— begin TEXT SECTION —
Regardless of whether this conditional promise is sufficient, as Crewzers insists, the court has determined that Crewzers made no binding promises to the Forest Service. The BPA states, “the Contractor shall furnish the resources listed herein to the extent the Contractor is willing and able at the time of order.” Pl. Resp. App. at 000085 (BPA § C.3.1) (emphasis added). This language is identical to that in the Ridge Runner agreement. The BPA also states, “[i]f the Contractor cannot be reached or is not able to meet the time and date needed, the dispatcher may proceed with contacting the next resource on the dispatch priority list.” Pl. Resp. App. at 000090 (BPA § D.6.5.1). This sentence again emphasizes Crewzers’ flexibility under the BPA. In other words, the BPA effectively states that Crewzers will accept an order only if it wishes to – a classic illusory promise. See Ridge Runner, 287 F.3d at 271 (“[An illusory promise consists of] words in promissory form that promise nothing; they do not purport to put any limitation on the freedom of the alleged promisor, but leave his future action subject to his own future will, just as it would have been had he said no words at all” (quoting Torncello v. United States, 681 F.2d 756, 769 (Ct. Cl. 1982))). A promise that a contractor will perform, only when the contractor is “willing and able” to do so is “a route of complete escape [that] vitiates any other consideration furnished and is incompatible with the existence of a contract.” Torncello, 681 F.2d at 769. Therefore, Crewzers’ BPA did not itself establish a contract with the Forest Service.  (Crewzers Fire Crew Transportation, Inc., No. 11-607C, May 31, 2013)  (pdf)
— end TEXT SECTION —
— begin DATASET CONTENT —
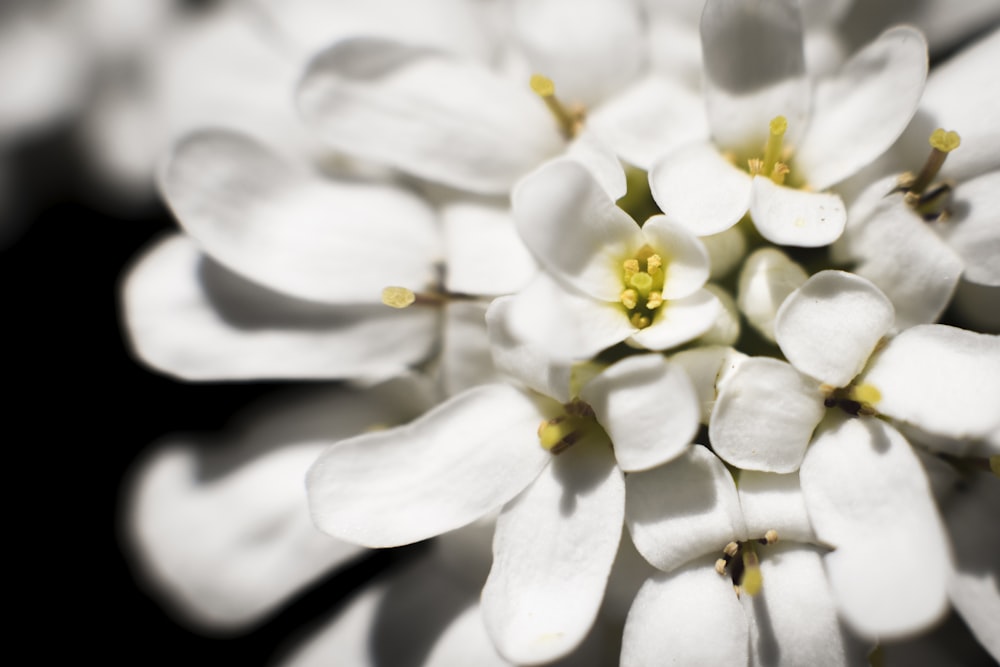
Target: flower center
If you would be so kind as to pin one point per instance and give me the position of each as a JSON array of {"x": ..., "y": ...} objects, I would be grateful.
[
  {"x": 740, "y": 561},
  {"x": 643, "y": 278},
  {"x": 570, "y": 118},
  {"x": 563, "y": 431}
]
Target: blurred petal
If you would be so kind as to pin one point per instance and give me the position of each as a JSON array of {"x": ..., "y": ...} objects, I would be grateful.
[
  {"x": 464, "y": 458},
  {"x": 683, "y": 510},
  {"x": 829, "y": 327},
  {"x": 427, "y": 113},
  {"x": 552, "y": 556},
  {"x": 860, "y": 112},
  {"x": 868, "y": 497},
  {"x": 688, "y": 617},
  {"x": 647, "y": 406},
  {"x": 191, "y": 318},
  {"x": 765, "y": 415},
  {"x": 275, "y": 223}
]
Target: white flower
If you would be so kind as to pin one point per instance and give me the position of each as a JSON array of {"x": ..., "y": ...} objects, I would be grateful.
[
  {"x": 795, "y": 142},
  {"x": 604, "y": 278}
]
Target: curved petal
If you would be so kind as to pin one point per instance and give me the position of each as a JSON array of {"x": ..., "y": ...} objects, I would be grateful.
[
  {"x": 589, "y": 57},
  {"x": 744, "y": 92},
  {"x": 696, "y": 186},
  {"x": 647, "y": 406},
  {"x": 574, "y": 229},
  {"x": 787, "y": 216},
  {"x": 767, "y": 278},
  {"x": 683, "y": 510},
  {"x": 861, "y": 111},
  {"x": 191, "y": 318},
  {"x": 765, "y": 415},
  {"x": 680, "y": 320},
  {"x": 943, "y": 380},
  {"x": 685, "y": 260},
  {"x": 829, "y": 327},
  {"x": 278, "y": 225},
  {"x": 793, "y": 621},
  {"x": 868, "y": 497},
  {"x": 687, "y": 617},
  {"x": 451, "y": 466},
  {"x": 552, "y": 555},
  {"x": 971, "y": 230},
  {"x": 427, "y": 113}
]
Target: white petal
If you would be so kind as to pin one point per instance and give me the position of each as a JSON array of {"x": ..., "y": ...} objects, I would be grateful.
[
  {"x": 765, "y": 415},
  {"x": 767, "y": 278},
  {"x": 972, "y": 230},
  {"x": 685, "y": 261},
  {"x": 680, "y": 320},
  {"x": 191, "y": 318},
  {"x": 700, "y": 189},
  {"x": 427, "y": 113},
  {"x": 774, "y": 502},
  {"x": 943, "y": 380},
  {"x": 276, "y": 224},
  {"x": 574, "y": 229},
  {"x": 787, "y": 216},
  {"x": 650, "y": 118},
  {"x": 687, "y": 617},
  {"x": 589, "y": 48},
  {"x": 649, "y": 408},
  {"x": 859, "y": 113},
  {"x": 562, "y": 325},
  {"x": 868, "y": 497},
  {"x": 683, "y": 510},
  {"x": 744, "y": 92},
  {"x": 905, "y": 259},
  {"x": 793, "y": 620},
  {"x": 706, "y": 367},
  {"x": 552, "y": 556},
  {"x": 485, "y": 254},
  {"x": 829, "y": 327},
  {"x": 459, "y": 461}
]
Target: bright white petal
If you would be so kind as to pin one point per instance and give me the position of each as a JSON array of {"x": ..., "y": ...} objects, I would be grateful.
[
  {"x": 754, "y": 70},
  {"x": 972, "y": 229},
  {"x": 552, "y": 556},
  {"x": 683, "y": 510},
  {"x": 680, "y": 320},
  {"x": 943, "y": 380},
  {"x": 858, "y": 114},
  {"x": 829, "y": 327},
  {"x": 793, "y": 620},
  {"x": 868, "y": 497},
  {"x": 687, "y": 617},
  {"x": 427, "y": 113},
  {"x": 696, "y": 186},
  {"x": 685, "y": 261},
  {"x": 774, "y": 502},
  {"x": 484, "y": 253},
  {"x": 589, "y": 48},
  {"x": 765, "y": 415},
  {"x": 191, "y": 318},
  {"x": 648, "y": 407},
  {"x": 275, "y": 223},
  {"x": 787, "y": 216},
  {"x": 767, "y": 278},
  {"x": 459, "y": 461},
  {"x": 574, "y": 229}
]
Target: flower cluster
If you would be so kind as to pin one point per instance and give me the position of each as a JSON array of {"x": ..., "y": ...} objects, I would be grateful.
[{"x": 673, "y": 340}]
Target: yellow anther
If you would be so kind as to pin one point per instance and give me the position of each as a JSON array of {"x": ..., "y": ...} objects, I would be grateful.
[
  {"x": 398, "y": 297},
  {"x": 944, "y": 141}
]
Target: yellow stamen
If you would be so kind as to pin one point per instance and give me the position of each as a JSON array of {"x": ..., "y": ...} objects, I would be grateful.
[{"x": 398, "y": 297}]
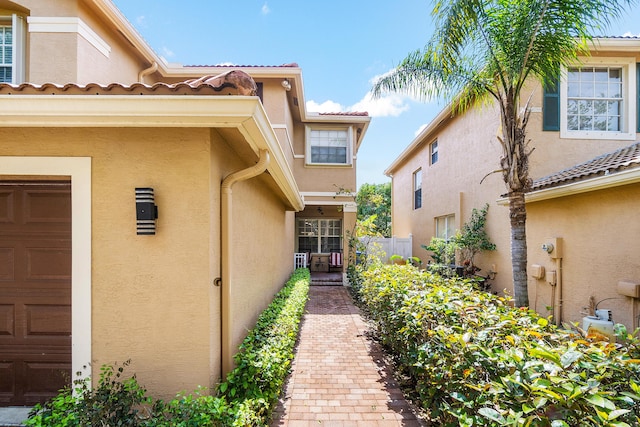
— end DATASET CONTENT —
YOUR TASK:
Answer these questions from the court excerpt, one per line:
1. Which section of the BPA holds the wording "willing and able at the time of order"?
2. If the Contractor cannot be reached, what may the dispatcher do?
3. Which case is quoted as calling such a promise "a route of complete escape"?
Rely only on the court excerpt.

THE REPLY:
1. BPA § C.3.1
2. The dispatcher may proceed with contacting the next resource on the dispatch priority list.
3. Torncello v. United States